Task details:
Reproduce all of the entries below, substituting "Precise annotation required" for every occurrence of "Tight annotation required" and leaving everything else untouched.

Data records
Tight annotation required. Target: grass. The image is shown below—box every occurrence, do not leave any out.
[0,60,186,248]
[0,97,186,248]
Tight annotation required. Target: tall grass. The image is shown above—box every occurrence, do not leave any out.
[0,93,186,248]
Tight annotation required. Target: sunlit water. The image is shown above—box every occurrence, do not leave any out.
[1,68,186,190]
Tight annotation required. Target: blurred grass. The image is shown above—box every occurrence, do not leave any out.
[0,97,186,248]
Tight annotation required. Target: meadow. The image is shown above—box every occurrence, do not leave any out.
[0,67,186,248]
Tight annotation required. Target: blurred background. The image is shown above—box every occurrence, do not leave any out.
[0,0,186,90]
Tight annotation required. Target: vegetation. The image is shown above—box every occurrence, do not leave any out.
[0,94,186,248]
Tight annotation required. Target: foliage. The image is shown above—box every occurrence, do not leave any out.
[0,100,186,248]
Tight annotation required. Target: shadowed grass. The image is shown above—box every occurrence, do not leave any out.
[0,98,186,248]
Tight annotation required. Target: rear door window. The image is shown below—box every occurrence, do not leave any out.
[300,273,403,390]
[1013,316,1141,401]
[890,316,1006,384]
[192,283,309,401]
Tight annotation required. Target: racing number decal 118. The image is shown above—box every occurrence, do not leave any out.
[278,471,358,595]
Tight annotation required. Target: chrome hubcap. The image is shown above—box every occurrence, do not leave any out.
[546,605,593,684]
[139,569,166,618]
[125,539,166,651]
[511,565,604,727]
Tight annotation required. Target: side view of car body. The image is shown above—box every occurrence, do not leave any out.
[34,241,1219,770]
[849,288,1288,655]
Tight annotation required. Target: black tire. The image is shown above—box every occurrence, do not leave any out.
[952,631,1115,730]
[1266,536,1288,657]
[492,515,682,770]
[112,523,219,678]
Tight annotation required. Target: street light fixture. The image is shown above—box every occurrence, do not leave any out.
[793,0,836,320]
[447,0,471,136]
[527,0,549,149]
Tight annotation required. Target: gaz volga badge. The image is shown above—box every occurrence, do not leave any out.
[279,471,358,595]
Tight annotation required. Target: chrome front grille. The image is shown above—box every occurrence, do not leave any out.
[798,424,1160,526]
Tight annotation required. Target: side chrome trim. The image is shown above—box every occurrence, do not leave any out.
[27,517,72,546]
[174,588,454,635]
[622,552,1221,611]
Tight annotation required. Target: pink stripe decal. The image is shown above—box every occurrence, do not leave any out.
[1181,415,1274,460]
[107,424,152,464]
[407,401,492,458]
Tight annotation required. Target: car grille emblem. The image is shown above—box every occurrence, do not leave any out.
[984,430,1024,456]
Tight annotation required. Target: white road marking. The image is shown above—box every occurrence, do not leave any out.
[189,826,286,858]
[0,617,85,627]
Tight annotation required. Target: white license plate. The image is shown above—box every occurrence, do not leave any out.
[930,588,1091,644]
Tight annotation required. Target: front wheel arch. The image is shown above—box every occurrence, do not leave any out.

Task output:
Precise annotation required. Target: grass. The image is shown below—box every occurrence, do not leave any out.
[0,60,186,248]
[0,97,186,248]
Precise annotation required. Target: tall grass. The image is shown above—box every occurrence, do not leave any out.
[0,93,186,248]
Precise annotation required. Target: sunlit water. The image is shown above—box every occurrence, do not leave any out.
[1,68,186,190]
Precise annotation required. Target: blurred grass. The image is shown above—box every occurrence, do not leave any out.
[0,97,186,248]
Precise annotation required. Target: meadow. The image is shown above—box every occurrence, do not leave any out.
[0,67,186,248]
Precise annotation required. Target: blurred background. The image is shown above—box every occurrence, do not leave any out.
[0,0,186,90]
Precise annotation required. Target: vegetation. The image is shown above—box every occurrence, do not leave any out.
[0,94,186,248]
Precise annotation required. Target: foliage. The image is shown above—box every occurrence, do not leave any out.
[0,100,186,248]
Precise annotation required. Target: shadowed grass. The image is shown above—box every occurrence, do not leave any out.
[0,98,186,248]
Precise annotation required. Target: rear door window. The image is shown below—box every occurrence, do not leave any out.
[300,273,403,390]
[1013,316,1141,401]
[890,316,1006,384]
[192,283,309,401]
Precise annotation required. Target: racing number decal 118. The image is shown above—box every occurrence, do not leave any out.
[278,471,358,595]
Precise annotation required. Target: chrome hubcap. The image is shown above—box every occurrence, do not leave any out.
[546,605,593,684]
[139,569,166,618]
[125,539,166,651]
[511,565,604,727]
Precise annotation required. Target: side view of car body. The image is shown above—box every occurrence, do not leave any out.
[34,241,1219,770]
[849,288,1288,655]
Precise annotation required. Target: black tire. The image is shown above—box every occurrence, do not leave any out.
[952,631,1115,730]
[1266,536,1288,657]
[492,515,682,770]
[112,523,219,678]
Precise annotation required. Target: street light fixture. The image is shown above—box every occurrence, do not leave any out.
[793,0,836,320]
[447,0,471,136]
[527,0,549,149]
Precise annotation required. Target: gaz volga badge. The image is shown above—box every occurrence, do not leave any out.
[279,471,358,595]
Precise annotation required. Target: chrome front grille. The image is shown above—box every occurrence, do not leave any out.
[798,424,1160,526]
Precise annotation required. Target: side chrome trim. The image is shown above—box every occurrence, do not leave any out.
[27,517,72,546]
[174,588,454,635]
[622,552,1221,611]
Precise annotation required. Target: pink stripe decal. The image is shown above—box every occurrence, do not leave any out.
[1181,415,1274,460]
[107,424,152,464]
[407,401,492,458]
Precise annotation required. Target: car grille emblem. The image is shown above—box every occurrence, do not leave any out.
[984,430,1024,456]
Precise annotation required. Target: white road marking. The image is shown above—box every occurrence, do not leave any out.
[189,826,286,858]
[0,617,85,627]
Precise annotation required. Target: white license plate. The image is shown above—box every occurrence, do not leave any out.
[930,588,1091,644]
Precise annotation required. Target: front wheel arch. The image is shown above—box every occurrence, do not leave any out.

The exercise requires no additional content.